> **EXCERPT TO READ**
- Opening Delimiter -
The TgS-1 DUDEK (Polish: hoopoe) (Dalekopisowe Urządzenie Do Elektronicznego Kodowania -- Teleprinter Device for Electronic Coding) was an on-line and off-line encryption system developed during the Cold War in the 1960s in the Polish People's Republic by the Telkom Teletra company and the Ministry of Interior for use on teleprinter circuits. The units saw use in the Polish Ministerstwo Spraw Wewnętrznych networks serving the (Milicja Obywatelska), the (Służba Bezpieczeństwa), the Polish Ministry of National Defense (Ministerstwo Obrony Narodowej), the Ministry of Foreign Affairs (Ministerstwo Spraw Zagranicznych) and the National Bank of Poland (Narodowy Bank Polski). The Poles also pressed Warsaw Pact states to adopt the DUDEK sets for international traffic.

The DUDEK series used random symmetric keys provided on paper tapes, which were XORed by the unit with the plaintext provided from the teleprinter or recorded on different paper tapes. The DUDEK sets were to be used in conjunction with teleprinters like the Siemens/Ceska Zbrojovka T-100 or the RFT T-51. The maximum transmission speed was at 50 or 75 Baud. The system was cleared up to the top secret level by the Poles provided that it served within the Tempested environment.

A newer and slightly improved model using the TTL technology instead of toroid cores logic was developed in the late 1970s and named the TgS-3 DUDEK.

The last DUDEK sets were retired by the Policja as of January 1, 2011.

==Versions==
At least four basic versions are known to have existed:
- TgS-1 - basic version.
- TgS-1M - mobile version.
- TgS-1MS - mobile version.
- TgS-3 - a newer version introduced into the service in Poland in the early 1980s, which used the TTL technology instead of toroid cores logic.

Each version also had derivative models, which differed with regard to the type of punched paper readers and the associated ancillaries.

The T-352 and T-353 were the Stasi adopted names of the TgS-1 and TgS-1M DUDEK sets respectively.
- Closing Delimiter -
> **MATERIAL PROVIDED**
- Opening Delimiter -
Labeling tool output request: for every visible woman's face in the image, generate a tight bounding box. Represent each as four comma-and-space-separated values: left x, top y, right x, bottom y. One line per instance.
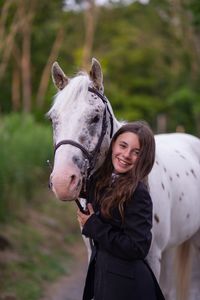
112, 132, 140, 174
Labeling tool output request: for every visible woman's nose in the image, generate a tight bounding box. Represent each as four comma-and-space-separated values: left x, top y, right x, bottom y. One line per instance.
123, 149, 131, 158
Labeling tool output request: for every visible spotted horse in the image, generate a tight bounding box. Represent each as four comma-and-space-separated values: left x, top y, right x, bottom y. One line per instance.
48, 58, 200, 300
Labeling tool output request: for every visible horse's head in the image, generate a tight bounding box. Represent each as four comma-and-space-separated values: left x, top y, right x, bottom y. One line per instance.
48, 59, 118, 200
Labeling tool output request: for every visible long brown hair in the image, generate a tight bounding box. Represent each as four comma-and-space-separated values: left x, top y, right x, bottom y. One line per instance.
95, 121, 155, 219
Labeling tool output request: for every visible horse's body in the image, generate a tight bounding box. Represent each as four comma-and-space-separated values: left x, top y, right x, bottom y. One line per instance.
49, 60, 200, 300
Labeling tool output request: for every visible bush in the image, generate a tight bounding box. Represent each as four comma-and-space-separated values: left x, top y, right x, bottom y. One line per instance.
0, 114, 52, 221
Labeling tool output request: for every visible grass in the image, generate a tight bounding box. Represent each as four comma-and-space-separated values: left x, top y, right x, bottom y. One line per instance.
0, 192, 80, 300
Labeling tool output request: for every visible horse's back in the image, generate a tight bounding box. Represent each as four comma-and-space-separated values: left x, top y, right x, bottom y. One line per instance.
149, 133, 200, 248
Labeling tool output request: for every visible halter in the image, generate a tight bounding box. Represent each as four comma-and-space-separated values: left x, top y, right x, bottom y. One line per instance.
54, 87, 113, 203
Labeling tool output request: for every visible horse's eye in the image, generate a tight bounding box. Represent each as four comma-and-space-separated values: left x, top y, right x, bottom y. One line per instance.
90, 115, 99, 124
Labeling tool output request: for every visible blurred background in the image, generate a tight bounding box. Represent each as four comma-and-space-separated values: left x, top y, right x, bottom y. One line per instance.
0, 0, 200, 300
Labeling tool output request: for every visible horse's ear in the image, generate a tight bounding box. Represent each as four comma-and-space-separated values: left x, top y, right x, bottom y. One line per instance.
51, 62, 69, 90
90, 58, 103, 90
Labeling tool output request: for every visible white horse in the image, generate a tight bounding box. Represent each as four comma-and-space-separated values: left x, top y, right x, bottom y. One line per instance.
48, 59, 200, 300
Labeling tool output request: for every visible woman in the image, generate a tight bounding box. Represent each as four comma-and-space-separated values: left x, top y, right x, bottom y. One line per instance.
78, 122, 164, 300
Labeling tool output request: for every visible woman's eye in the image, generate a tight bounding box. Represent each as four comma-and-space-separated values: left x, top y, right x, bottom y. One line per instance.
133, 150, 140, 156
120, 144, 126, 149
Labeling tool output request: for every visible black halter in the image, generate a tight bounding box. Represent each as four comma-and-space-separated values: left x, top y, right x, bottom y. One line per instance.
54, 87, 113, 198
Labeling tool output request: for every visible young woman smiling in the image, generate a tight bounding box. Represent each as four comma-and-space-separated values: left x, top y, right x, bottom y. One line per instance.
78, 122, 164, 300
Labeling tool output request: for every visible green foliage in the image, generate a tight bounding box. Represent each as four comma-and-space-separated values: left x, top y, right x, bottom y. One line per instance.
0, 196, 81, 300
0, 114, 52, 220
168, 86, 200, 133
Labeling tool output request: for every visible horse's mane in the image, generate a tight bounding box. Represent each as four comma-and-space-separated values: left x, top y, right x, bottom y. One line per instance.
47, 72, 90, 117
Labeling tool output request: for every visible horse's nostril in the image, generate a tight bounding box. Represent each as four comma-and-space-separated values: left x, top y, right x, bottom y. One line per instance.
48, 179, 53, 190
71, 175, 76, 184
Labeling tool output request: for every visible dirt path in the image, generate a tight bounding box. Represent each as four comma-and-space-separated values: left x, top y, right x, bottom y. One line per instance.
41, 241, 87, 300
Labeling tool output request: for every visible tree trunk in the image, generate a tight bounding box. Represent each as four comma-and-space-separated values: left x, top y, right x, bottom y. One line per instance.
36, 28, 64, 108
12, 65, 20, 111
82, 0, 97, 71
21, 20, 31, 113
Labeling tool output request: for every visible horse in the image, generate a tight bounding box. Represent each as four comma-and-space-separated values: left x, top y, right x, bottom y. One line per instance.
47, 58, 200, 300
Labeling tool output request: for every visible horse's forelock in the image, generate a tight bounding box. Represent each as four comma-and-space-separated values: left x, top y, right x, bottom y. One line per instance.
47, 72, 91, 117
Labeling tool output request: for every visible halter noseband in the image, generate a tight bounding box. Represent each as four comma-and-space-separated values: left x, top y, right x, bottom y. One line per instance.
54, 87, 113, 198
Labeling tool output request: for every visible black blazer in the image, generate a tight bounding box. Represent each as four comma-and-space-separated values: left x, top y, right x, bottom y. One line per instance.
82, 182, 164, 300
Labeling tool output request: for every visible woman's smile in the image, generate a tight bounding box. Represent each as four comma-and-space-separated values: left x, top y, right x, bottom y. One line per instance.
112, 132, 140, 173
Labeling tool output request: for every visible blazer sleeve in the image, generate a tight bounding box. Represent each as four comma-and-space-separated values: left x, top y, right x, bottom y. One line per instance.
82, 183, 152, 260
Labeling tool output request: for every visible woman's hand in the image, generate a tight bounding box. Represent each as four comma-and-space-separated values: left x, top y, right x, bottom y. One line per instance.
77, 203, 94, 227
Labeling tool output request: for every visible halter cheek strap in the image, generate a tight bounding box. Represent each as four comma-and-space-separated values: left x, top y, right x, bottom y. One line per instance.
54, 87, 113, 199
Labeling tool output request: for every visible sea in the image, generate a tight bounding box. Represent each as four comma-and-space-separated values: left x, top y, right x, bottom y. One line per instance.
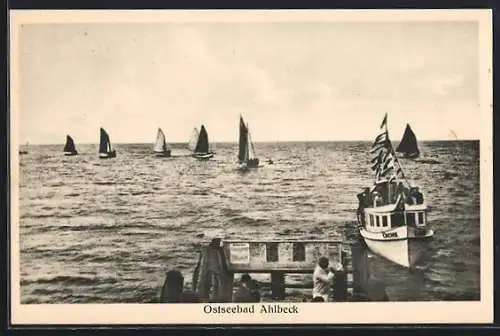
13, 141, 480, 304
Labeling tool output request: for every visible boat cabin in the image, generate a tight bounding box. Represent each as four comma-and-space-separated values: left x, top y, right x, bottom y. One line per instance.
364, 204, 427, 232
222, 240, 343, 273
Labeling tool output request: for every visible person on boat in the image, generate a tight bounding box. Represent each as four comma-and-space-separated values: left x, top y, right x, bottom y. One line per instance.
233, 273, 260, 303
311, 296, 325, 302
313, 257, 335, 302
160, 270, 184, 303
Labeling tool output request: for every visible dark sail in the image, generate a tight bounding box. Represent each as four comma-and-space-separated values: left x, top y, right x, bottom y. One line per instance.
194, 125, 208, 153
63, 135, 76, 153
99, 127, 111, 153
396, 124, 420, 157
238, 117, 248, 162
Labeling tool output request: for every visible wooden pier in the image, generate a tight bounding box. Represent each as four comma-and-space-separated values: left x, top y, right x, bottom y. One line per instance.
189, 239, 388, 302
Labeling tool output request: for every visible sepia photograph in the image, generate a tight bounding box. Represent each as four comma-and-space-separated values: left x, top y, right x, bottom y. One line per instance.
9, 10, 493, 324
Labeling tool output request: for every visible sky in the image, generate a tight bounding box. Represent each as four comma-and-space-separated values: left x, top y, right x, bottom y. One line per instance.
18, 21, 480, 144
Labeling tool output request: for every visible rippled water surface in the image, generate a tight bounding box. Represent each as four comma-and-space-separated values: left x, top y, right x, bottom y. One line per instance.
20, 141, 480, 303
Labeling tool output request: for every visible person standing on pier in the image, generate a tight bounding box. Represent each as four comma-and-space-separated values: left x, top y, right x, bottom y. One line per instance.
313, 257, 335, 302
- Closing Delimiter -
Copy the DUDEK text from "The last DUDEK" up to and including "the associated ancillaries.", renaming "mobile version" as "portable version" wherever it occurs. The rows play no part in this work.

> **EXPECTED ANSWER**
The last DUDEK sets were retired by the Policja as of January 1, 2011.

==Versions==
At least four basic versions are known to have existed:
- TgS-1 - basic version.
- TgS-1M - portable version.
- TgS-1MS - portable version.
- TgS-3 - a newer version introduced into the service in Poland in the early 1980s, which used the TTL technology instead of toroid cores logic.

Each version also had derivative models, which differed with regard to the type of punched paper readers and the associated ancillaries.